What you are asked to do:
Update the part of the rows that opens with the line containing "like point(295, 455)." and closes with the line containing "point(511, 559)", replacing "pointer" with "locator" throughout. Return only those lines, with everything else left unchanged.
-- Start of Material --
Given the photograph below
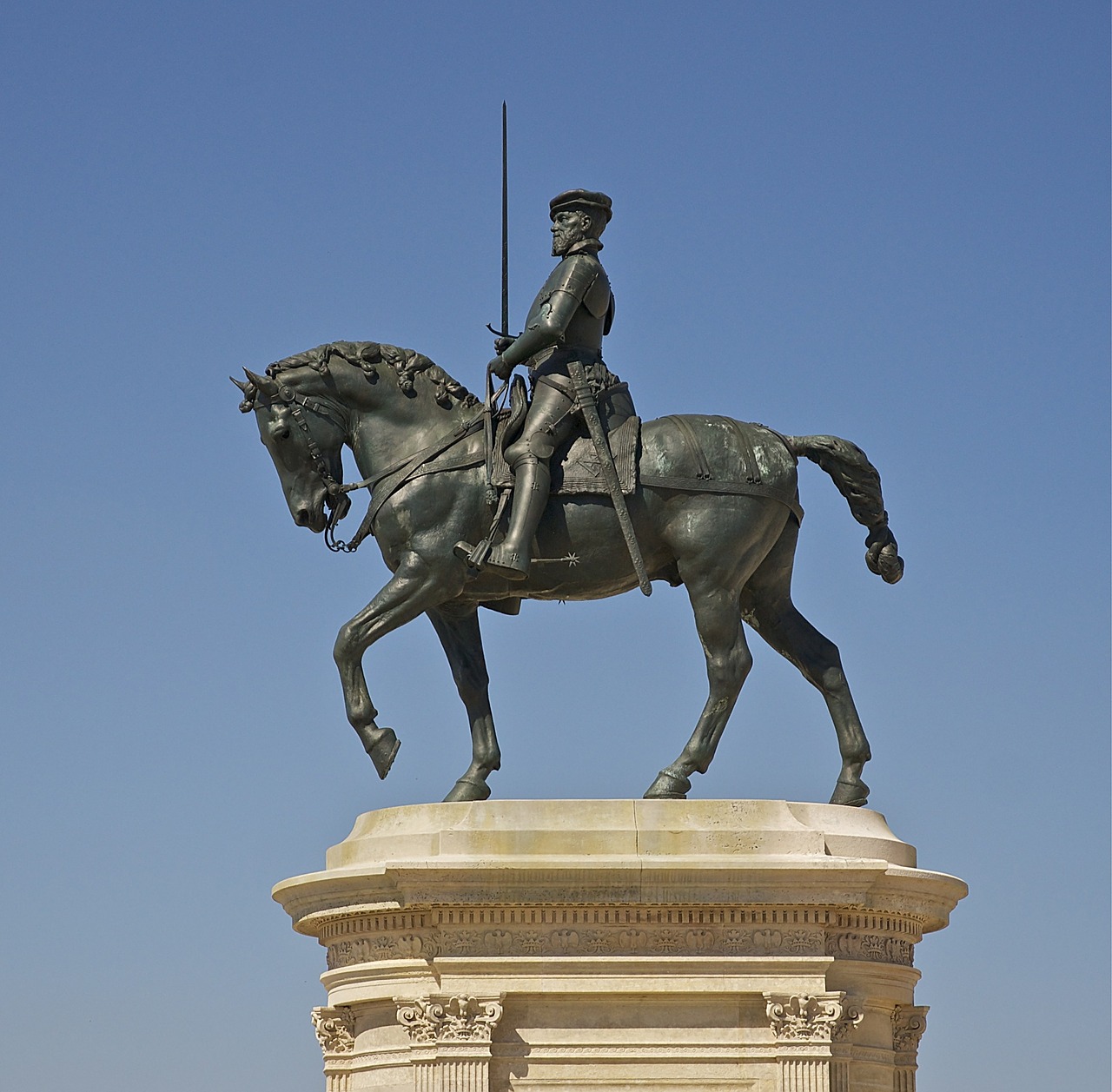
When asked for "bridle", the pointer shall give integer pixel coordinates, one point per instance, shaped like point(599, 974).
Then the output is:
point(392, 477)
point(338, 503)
-- End of Material --
-- Start of Material --
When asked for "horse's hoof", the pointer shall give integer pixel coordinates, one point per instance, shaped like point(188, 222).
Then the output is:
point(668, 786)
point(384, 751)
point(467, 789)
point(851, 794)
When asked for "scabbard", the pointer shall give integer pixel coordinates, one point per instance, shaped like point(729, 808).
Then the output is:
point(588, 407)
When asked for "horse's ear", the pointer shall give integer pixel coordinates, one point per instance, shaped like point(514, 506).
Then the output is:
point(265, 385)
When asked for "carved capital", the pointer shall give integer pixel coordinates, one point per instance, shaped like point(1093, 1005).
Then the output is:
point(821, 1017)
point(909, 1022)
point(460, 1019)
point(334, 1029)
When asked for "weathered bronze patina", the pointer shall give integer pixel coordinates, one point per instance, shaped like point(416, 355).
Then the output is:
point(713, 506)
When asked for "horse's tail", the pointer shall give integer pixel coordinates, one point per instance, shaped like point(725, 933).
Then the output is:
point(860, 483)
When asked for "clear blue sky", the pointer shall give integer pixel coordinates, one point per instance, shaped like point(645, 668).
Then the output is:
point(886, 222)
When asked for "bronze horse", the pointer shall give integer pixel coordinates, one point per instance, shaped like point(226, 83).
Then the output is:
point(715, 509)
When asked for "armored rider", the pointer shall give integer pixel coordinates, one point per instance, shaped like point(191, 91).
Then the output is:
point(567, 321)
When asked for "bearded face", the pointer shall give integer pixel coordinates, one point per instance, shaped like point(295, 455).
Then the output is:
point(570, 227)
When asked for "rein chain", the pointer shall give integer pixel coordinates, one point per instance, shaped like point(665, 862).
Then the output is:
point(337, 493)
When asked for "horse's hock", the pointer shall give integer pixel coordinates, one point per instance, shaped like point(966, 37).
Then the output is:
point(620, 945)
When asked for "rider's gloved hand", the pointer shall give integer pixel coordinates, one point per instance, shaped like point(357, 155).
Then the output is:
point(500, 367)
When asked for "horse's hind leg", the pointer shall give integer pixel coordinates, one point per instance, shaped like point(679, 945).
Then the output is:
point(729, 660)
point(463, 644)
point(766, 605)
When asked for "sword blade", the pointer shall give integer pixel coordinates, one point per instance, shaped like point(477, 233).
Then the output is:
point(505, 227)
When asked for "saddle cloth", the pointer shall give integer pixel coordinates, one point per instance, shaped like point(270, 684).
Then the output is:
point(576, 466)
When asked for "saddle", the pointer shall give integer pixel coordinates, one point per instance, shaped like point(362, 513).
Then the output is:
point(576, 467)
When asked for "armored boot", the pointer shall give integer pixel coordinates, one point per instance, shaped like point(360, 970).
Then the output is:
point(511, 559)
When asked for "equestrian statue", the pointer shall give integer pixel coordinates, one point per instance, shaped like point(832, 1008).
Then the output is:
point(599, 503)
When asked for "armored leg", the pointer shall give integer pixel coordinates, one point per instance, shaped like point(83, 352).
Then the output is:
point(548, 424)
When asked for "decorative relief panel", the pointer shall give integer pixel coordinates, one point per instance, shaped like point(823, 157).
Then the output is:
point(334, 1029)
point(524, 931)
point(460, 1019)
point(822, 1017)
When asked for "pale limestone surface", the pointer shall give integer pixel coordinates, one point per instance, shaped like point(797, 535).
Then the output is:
-- End of Material --
Expected answer:
When asked for "bearded face", the locator shall give integer pixel coordinates, one point per instance, shaped like point(295, 455).
Then the output is:
point(570, 227)
When asked for "rein chain", the locator shall give integer pixel coordinates, one point per instance, shaped like point(665, 862).
Then the output is:
point(337, 493)
When asked for "horse's hock", the locator shall give integer pixel coordinates, one point per instance, shaped like point(966, 37).
Then the output is:
point(620, 945)
When asked for "rider's gloved hand", the locator shall give integer pixel coordinates, one point per instance, shaped like point(357, 155).
Then the output is:
point(500, 367)
When asked for "horse's hind leg", the locator shall give integer pixel coordinates, one point per instance, shaped like point(679, 945).
Then the output is:
point(729, 660)
point(463, 644)
point(766, 605)
When asked for "sword blade", the locator shall give integer pixel coordinates, one point per instance, shaped like point(477, 233).
Then the output is:
point(505, 227)
When asked for "saddle cloth", the locator shall give integer pixel coordinates, one point per instance, shaped like point(270, 684).
Then the output is:
point(576, 466)
When asked for "saddle", the locator shall give integer pixel coordinates, one point per instance, shaped like point(362, 513).
Then the output is:
point(576, 467)
When asked for "armored boot", the locator shall give integer pixel coordinates, one point per instance, shaped like point(360, 970).
Then the output is:
point(511, 559)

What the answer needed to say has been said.